— BEGIN STORED ROWS —

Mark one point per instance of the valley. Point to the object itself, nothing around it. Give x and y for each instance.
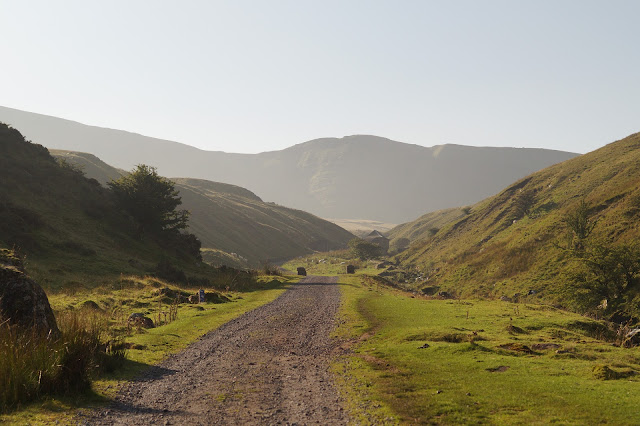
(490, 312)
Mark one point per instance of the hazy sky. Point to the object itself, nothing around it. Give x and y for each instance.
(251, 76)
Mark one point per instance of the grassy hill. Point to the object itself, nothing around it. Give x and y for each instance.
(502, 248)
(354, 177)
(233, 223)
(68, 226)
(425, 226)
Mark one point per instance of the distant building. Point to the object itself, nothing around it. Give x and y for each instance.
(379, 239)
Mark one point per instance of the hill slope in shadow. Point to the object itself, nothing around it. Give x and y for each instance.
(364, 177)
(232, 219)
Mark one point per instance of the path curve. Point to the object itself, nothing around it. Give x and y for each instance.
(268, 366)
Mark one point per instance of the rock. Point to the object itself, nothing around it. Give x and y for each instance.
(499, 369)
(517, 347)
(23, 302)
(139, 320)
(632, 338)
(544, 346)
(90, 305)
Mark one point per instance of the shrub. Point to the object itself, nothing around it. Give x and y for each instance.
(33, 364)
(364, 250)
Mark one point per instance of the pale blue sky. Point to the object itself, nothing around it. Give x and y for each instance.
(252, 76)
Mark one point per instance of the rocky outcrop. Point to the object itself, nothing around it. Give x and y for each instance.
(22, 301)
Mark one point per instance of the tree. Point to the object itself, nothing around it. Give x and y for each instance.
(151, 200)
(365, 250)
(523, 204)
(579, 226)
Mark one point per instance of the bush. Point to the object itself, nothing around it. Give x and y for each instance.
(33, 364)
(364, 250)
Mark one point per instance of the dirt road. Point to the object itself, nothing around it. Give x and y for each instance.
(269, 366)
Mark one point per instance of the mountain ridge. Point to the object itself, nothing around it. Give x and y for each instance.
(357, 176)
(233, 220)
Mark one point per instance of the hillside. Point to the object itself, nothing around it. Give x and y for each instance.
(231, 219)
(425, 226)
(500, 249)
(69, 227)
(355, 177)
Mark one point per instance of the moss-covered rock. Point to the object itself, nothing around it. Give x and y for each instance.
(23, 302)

— END STORED ROWS —
— BEGIN STORED ROWS —

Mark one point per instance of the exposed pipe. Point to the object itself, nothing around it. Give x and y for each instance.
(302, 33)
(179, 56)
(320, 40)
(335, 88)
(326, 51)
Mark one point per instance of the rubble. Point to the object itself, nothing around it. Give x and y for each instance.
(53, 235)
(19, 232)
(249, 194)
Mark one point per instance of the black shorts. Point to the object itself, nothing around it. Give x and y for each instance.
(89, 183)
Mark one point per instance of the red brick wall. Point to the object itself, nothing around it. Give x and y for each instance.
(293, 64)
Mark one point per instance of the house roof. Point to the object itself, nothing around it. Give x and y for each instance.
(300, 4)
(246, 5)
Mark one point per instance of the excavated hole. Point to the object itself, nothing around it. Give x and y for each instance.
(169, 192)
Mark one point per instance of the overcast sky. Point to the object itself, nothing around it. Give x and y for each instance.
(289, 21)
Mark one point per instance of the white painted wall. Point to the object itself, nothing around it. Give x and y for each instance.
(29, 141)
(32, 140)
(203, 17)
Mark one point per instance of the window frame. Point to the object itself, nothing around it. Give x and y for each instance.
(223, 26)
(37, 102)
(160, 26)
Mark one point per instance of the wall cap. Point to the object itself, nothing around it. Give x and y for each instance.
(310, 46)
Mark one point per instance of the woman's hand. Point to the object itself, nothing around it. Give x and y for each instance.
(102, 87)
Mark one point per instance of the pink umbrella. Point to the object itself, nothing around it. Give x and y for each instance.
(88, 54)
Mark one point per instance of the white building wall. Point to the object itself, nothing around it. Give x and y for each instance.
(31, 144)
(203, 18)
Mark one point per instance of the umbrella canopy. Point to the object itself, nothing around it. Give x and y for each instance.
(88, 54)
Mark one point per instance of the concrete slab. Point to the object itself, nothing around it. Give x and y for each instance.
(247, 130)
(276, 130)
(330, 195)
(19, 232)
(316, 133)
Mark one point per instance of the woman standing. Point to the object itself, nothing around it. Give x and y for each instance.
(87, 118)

— END STORED ROWS —
— BEGIN STORED ROWS —

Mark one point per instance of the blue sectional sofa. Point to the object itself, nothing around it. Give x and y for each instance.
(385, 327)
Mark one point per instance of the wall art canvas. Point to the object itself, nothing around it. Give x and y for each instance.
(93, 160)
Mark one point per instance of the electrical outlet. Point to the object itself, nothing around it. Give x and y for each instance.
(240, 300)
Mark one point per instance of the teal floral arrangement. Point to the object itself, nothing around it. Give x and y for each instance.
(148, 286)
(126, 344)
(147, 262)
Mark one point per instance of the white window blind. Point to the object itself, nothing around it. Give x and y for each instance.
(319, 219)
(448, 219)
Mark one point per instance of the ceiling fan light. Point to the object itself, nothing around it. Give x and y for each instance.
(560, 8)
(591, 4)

— END STORED ROWS —

- [GIVEN EXERCISE]: Find each line in the entries above that contains the string "window", and copy every such line.

- [RESPONSE TO THE EXERCISE]:
Mark one point per instance of the window frame. Point to the object itself, nothing around it. Give x and y for each instance.
Mark one point per instance of the white window blind. Point to the object itself, nothing around it. Give x and y for each instance.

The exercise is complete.